Segment Start: DATASET

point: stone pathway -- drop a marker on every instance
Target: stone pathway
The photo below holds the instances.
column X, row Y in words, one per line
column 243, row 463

Segment End: DATASET
Segment Start: DATASET

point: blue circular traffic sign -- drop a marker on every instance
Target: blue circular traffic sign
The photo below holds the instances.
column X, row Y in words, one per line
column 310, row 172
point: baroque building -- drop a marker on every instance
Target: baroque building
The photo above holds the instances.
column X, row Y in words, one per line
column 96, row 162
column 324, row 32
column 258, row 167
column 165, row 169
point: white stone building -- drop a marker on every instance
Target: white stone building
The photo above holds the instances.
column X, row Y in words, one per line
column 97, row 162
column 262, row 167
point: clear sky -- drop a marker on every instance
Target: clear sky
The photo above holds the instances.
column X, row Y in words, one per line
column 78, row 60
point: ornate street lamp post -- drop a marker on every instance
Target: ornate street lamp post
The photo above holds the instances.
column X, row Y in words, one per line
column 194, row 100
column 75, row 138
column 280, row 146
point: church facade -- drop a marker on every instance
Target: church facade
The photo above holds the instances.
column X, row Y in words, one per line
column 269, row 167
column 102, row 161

Segment End: DATASET

WORK INSTRUCTIONS:
In the records above, some lines hold the word "sign"; copy each such line.

ANSWER SECTION:
point: blue circular traffic sign -- drop a marker on every instance
Target: blue circular traffic sign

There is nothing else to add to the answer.